Work instruction:
When a record contains an image, skip the image and retype the rest of that record exactly.

Records for this task:
....

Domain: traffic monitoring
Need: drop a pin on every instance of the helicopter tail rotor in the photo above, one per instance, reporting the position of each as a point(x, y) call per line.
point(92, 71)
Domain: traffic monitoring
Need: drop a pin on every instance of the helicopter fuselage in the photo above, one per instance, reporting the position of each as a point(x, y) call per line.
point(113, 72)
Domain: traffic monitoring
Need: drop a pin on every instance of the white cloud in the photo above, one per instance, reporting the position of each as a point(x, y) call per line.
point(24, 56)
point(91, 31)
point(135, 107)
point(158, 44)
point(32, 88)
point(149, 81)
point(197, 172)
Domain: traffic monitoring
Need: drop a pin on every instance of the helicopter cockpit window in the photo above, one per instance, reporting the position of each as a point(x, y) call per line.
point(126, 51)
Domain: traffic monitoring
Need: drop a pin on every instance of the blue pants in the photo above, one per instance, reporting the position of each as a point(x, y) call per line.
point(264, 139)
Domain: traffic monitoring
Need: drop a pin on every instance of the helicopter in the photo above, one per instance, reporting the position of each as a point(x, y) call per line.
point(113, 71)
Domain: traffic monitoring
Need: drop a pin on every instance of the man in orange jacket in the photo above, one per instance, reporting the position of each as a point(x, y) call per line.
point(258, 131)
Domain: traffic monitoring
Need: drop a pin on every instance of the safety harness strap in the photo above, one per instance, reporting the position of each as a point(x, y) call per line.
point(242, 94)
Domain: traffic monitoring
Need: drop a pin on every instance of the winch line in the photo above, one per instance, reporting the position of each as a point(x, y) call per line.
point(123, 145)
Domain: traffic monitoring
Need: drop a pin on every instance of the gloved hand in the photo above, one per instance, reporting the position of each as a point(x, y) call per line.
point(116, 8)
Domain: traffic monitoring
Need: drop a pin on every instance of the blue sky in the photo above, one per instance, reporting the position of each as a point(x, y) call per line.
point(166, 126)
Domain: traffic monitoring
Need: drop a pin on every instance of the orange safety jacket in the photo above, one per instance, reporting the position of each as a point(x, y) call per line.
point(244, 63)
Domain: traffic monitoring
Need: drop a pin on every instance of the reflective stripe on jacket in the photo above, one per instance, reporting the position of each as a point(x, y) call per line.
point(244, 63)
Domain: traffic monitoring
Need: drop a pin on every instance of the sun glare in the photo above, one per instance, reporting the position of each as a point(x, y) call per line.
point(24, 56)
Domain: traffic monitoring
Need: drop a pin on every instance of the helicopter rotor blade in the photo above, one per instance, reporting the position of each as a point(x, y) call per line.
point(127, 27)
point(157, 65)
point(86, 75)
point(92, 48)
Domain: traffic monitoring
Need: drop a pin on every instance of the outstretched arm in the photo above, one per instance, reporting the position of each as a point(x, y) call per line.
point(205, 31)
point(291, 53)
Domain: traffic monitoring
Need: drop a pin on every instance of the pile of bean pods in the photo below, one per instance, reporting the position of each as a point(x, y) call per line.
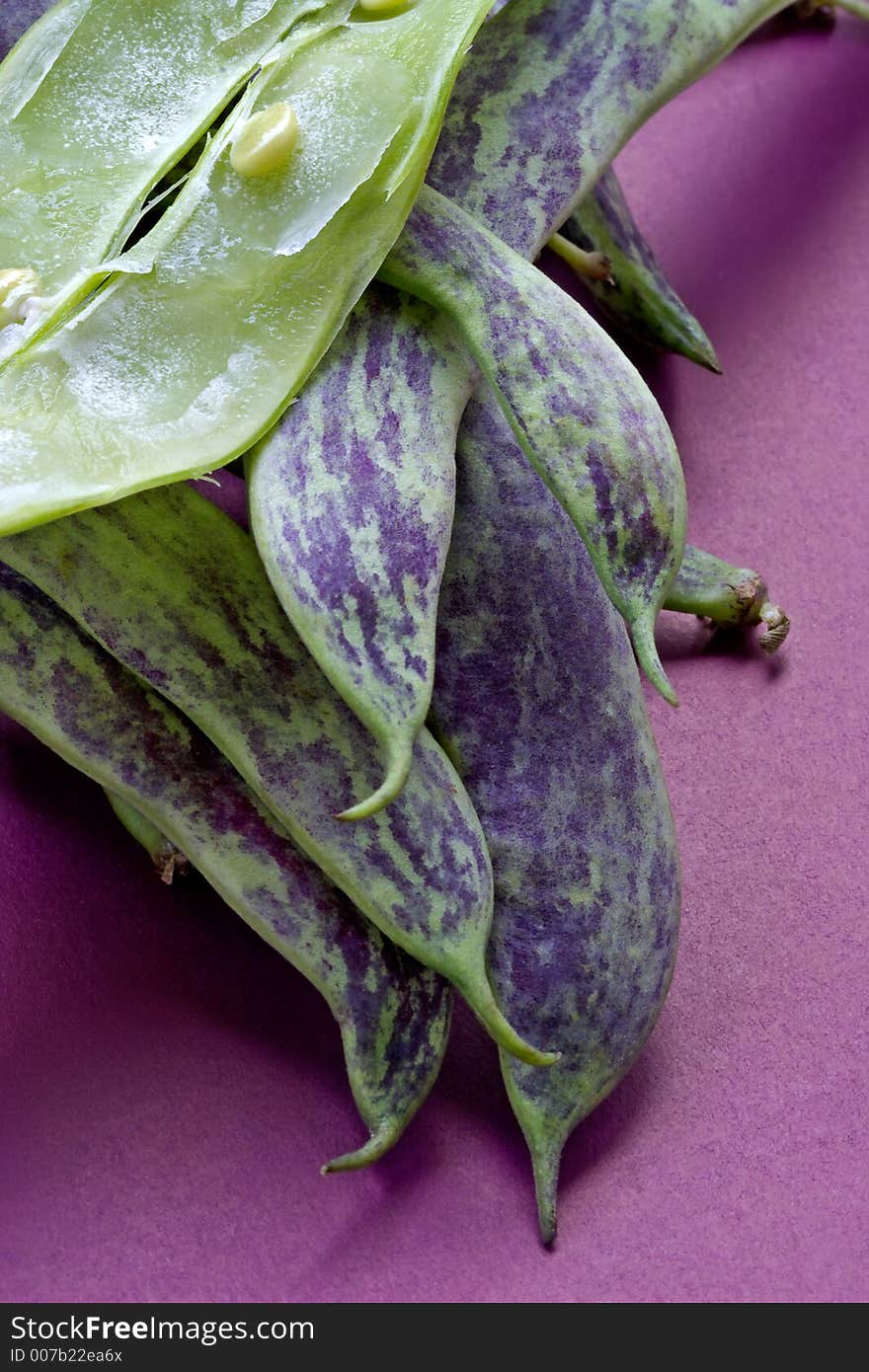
point(398, 724)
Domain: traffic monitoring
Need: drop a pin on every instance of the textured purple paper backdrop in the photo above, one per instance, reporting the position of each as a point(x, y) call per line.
point(169, 1087)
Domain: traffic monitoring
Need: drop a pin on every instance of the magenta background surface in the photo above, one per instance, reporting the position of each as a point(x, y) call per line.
point(168, 1087)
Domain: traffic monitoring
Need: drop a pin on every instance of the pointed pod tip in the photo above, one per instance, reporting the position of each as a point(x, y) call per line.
point(387, 792)
point(379, 1143)
point(486, 1010)
point(643, 637)
point(546, 1187)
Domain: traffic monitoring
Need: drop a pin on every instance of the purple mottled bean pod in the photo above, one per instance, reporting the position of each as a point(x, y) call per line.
point(583, 414)
point(393, 1014)
point(538, 700)
point(639, 296)
point(175, 590)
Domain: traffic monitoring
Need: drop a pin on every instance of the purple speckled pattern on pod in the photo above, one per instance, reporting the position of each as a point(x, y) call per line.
point(393, 1014)
point(513, 55)
point(524, 140)
point(352, 505)
point(538, 700)
point(176, 591)
point(583, 414)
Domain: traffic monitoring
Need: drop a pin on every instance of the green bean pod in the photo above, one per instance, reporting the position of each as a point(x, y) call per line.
point(166, 859)
point(137, 387)
point(581, 412)
point(633, 292)
point(98, 101)
point(728, 595)
point(176, 591)
point(393, 1014)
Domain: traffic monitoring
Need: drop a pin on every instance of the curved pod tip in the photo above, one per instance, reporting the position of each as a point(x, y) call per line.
point(486, 1010)
point(387, 792)
point(643, 639)
point(379, 1144)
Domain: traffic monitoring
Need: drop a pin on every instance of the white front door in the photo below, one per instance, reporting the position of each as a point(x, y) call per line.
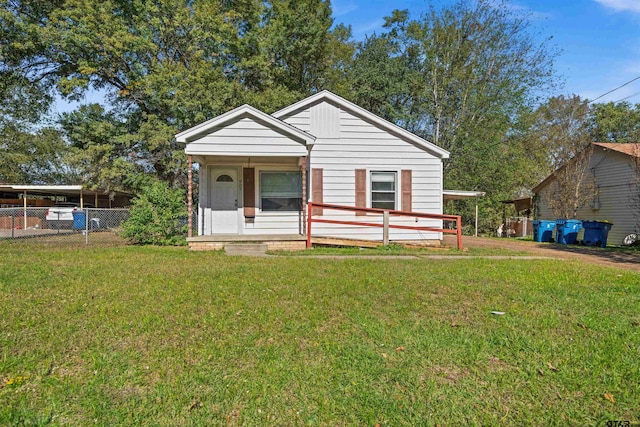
point(224, 201)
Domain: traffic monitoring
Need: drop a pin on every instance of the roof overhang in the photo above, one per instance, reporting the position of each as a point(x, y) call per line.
point(334, 99)
point(244, 111)
point(57, 190)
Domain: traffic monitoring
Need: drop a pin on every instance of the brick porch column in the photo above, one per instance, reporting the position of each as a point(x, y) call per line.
point(189, 196)
point(303, 166)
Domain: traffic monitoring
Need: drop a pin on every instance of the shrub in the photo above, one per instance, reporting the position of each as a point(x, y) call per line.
point(157, 217)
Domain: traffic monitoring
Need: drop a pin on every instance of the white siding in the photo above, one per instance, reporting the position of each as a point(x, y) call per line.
point(246, 137)
point(362, 145)
point(616, 181)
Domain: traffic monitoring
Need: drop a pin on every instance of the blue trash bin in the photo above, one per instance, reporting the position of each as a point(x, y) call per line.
point(79, 220)
point(567, 230)
point(596, 233)
point(543, 230)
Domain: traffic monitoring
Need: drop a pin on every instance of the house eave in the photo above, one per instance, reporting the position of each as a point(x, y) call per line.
point(349, 106)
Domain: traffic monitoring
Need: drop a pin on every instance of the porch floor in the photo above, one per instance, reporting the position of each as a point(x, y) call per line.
point(248, 238)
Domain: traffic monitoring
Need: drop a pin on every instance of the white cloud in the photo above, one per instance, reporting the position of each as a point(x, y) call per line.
point(621, 5)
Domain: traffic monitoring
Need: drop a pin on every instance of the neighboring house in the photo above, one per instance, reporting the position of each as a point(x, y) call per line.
point(613, 170)
point(257, 171)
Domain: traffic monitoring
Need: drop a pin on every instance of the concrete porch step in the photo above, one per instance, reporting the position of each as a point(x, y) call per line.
point(246, 249)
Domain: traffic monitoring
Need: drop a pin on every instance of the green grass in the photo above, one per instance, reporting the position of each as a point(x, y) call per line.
point(163, 336)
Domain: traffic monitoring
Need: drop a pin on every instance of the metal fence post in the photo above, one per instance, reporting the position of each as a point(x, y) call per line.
point(385, 228)
point(309, 213)
point(86, 226)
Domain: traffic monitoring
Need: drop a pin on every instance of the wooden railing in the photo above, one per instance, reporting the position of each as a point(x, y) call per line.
point(385, 223)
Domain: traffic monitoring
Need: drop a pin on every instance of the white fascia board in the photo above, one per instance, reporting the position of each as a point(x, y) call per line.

....

Solution below:
Domain: traffic monitoring
Need: drop a pin on every instance of the helicopter tail rotor in the photo above, one per instance, reporting the position of each as a point(x, y) call per line.
point(92, 71)
Domain: traffic monitoring
Need: drop a pin on every instance of the helicopter fuselage in the photo above, one per instance, reporting the position of each as a point(x, y) call per line.
point(113, 72)
Domain: traffic monitoring
Need: drop a pin on every instance of the white cloud in the photo above, one per instance, reporting the position of each as a point(x, y) call per line.
point(24, 56)
point(91, 31)
point(135, 107)
point(158, 44)
point(32, 88)
point(149, 81)
point(197, 172)
Domain: traffic monitoring
Need: drop a pin on every instance of the helicopter cockpit window in the photo above, one per instance, reporting the position of each as a point(x, y) call per line.
point(126, 51)
Domain: traffic monitoring
Need: drop a pin on every instance of the blue pants in the photo above, one per instance, reporting the position of each as a point(x, y) call per line.
point(264, 139)
Domain: traffic monitoring
Need: drop a pin on every instance of the helicopter in the photo above, one per instance, reporting the position of each as a point(x, y) call per line.
point(113, 71)
Domain: traffic monitoring
Need: drop a pin on every instance of the man in orange jacket in the photo above, one per instance, reporting the position of each as a point(x, y) call per line.
point(258, 131)
Domain: traffic monitoring
Need: drop a pin on every instance of the safety harness strap in the photo above, one per instance, reporting the position of each as a point(x, y) call per line.
point(242, 94)
Domain: traffic monitoring
Need: drop a pin on every instance of the winch line in the photo above, one per instance, reporting the position of each as a point(x, y) call per line.
point(123, 145)
Domain: traffic monitoring
Need: drop a pin on every instance of the gloved hand in the photo above, one per instance, reporting the position of each as a point(x, y) call per line.
point(116, 8)
Domain: traffic monitoring
Need: drop a pin on every instance of the blue sky in the photo above, one per instance, reporting the position of each as a point(x, y) call per line.
point(166, 126)
Domain: traffic monitoring
Need: drop a pin on every instance of the orange safety jacket in the photo above, one per instance, reporting the position of each as a point(x, y) call per line.
point(244, 63)
Domain: traffic monitoring
Need: drop a pin on every instance of the reflective stripe on jacket in the photo above, one per instance, reporting the position of each as a point(x, y) call per line.
point(244, 63)
Domain: traffic monitoring
Need: drop a pin on every instance of the sun glare in the photo above, one per instance, reporting the position of each as a point(x, y) call per line.
point(24, 56)
Domain: traffic monitoring
Need: drop a pin on every instance of the helicopter rotor blade in the photo above, one per instance, reporting the position of each as a point(x, y) call per line.
point(127, 27)
point(157, 65)
point(86, 75)
point(92, 48)
Domain: traffic monitoring
Need: drop a pin on every instance of the outstretched arm in the photo above, one per instance, reporting the position of each as a point(x, y) call per line.
point(205, 31)
point(291, 53)
Domain: traffic monitoring
Need: drop a pin on every instance of the pile of bean pods in the photo below, one per instance, reporting the position of each as a point(x, y) call per line.
point(398, 724)
Domain: traffic monitoring
Need: drop a pin on every instance of the textured purple paper backdrop in the photo above, one per instance, reporting the position of each as a point(x, y) call per line.
point(169, 1087)
Domain: traffic monitoring
Need: drop a pin on every instance of the magenta background surface in the photo above, one per instance, reporting the position of each as a point(x, y) call per line.
point(168, 1087)
Domain: traffic monitoring
Need: drop a pin on every instance of the pointed pod tip in the photo above, one per instance, reporting the position of each as a point(x, y) call per line.
point(387, 792)
point(379, 1143)
point(486, 1010)
point(643, 637)
point(546, 1187)
Domain: traffic monitoring
Need: drop a pin on every instance of the purple mottled bean pod in the photo above, one per instance, reporting the position of each as a point(x, y) call per line.
point(583, 414)
point(393, 1014)
point(538, 700)
point(639, 296)
point(175, 590)
Domain: traffic monitoring
Need: drop a pin on every instance of the purple speckled pattern on pod in the photo above, one per instance, reporting the position of each as a point(x, y) call per line.
point(393, 1014)
point(513, 55)
point(524, 140)
point(352, 505)
point(538, 700)
point(176, 591)
point(583, 414)
Domain: traffic monitoring
Need: drop a pin on every instance of the green bean pod in the photo above, one per instance, reporting the position of each as a point(x, y) call per line.
point(166, 859)
point(137, 387)
point(581, 412)
point(633, 292)
point(98, 101)
point(728, 595)
point(176, 591)
point(393, 1014)
Domain: traffic monitoring
Need: drop a pin on every instance of the curved pod tip in the photo above, one per instance, reporting the position of each as a point(x, y) call per line.
point(486, 1010)
point(387, 792)
point(643, 639)
point(379, 1144)
Domain: traffic monitoring
Need: drop a pin on every instance of the white front door in the photo below, one per instance, reporting the position of each as a point(x, y) call per line.
point(224, 201)
Domain: traffic monitoring
Need: drop a pin on every instance of the roof overhang in the photo above, one per instance, reporting the position of each as a point(x, y) call per line.
point(334, 99)
point(244, 111)
point(57, 190)
Domain: traffic monitoring
Need: drop a pin on every instance of the brick porch column in the photo above, one per instance, reporting the position of each as a point(x, y) call per line.
point(189, 196)
point(303, 166)
Domain: traffic monitoring
Need: drop a pin on every instance of the shrub in the photo above, one per instance, reporting the position of each as a point(x, y) call per line.
point(157, 217)
Domain: traffic monitoring
Need: drop a pin on every instance of the white siding in the photo above, one per instance, reporting the position of each as a point(x, y) call per line.
point(246, 137)
point(362, 145)
point(616, 181)
Domain: traffic monitoring
Need: drop a pin on every instance of the blue trash bin in the photo above, one per instance, reporting the position of each as a point(x, y) call per line.
point(79, 220)
point(567, 230)
point(596, 233)
point(543, 230)
Domain: traffic monitoring
Need: drop a pin on every instance of the house eave in the photo above, one per instance, reporting the position of each as a point(x, y) call per line.
point(349, 106)
Domain: traffic monitoring
Need: drop a pin on every instance of the porch floor in the photo above, one per instance, reporting the position of each as a point(x, y) call per line.
point(248, 238)
Domain: traffic monitoring
Need: drop a pin on every instance of the white cloud in the photo above, one per instance, reporting the position of each as a point(x, y) call per line.
point(621, 5)
Domain: traffic monitoring
Need: drop a pin on every instance of the neighboring house in the photo above, one per instance, reporting the position of each as a point(x, y) call per line.
point(613, 170)
point(257, 171)
Domain: traffic monitoring
Need: drop a pin on every instance of the concrete porch step in the photo above, one per instance, reporting the position of each as a point(x, y) call per line.
point(246, 249)
Domain: traffic monitoring
Need: drop a pin on every instance of the green grass in the photo above, one per instance, reporting the position of each as a point(x, y) call per line.
point(163, 336)
Domain: traffic monitoring
Need: drop a pin on every instance of the metal fence post in the photo above, one per instance, reporting the position of each as a point(x, y) call per line.
point(385, 228)
point(309, 213)
point(86, 226)
Domain: traffic monitoring
Need: drop a pin on every instance of the wooden railing in the photo above, one per instance, reporting the position of each as a point(x, y) call per line.
point(385, 223)
Domain: traffic monitoring
Need: drop a pin on every instance of the white fascia board in the photo above, one per instance, reporting the position of each as a point(x, y) call per line.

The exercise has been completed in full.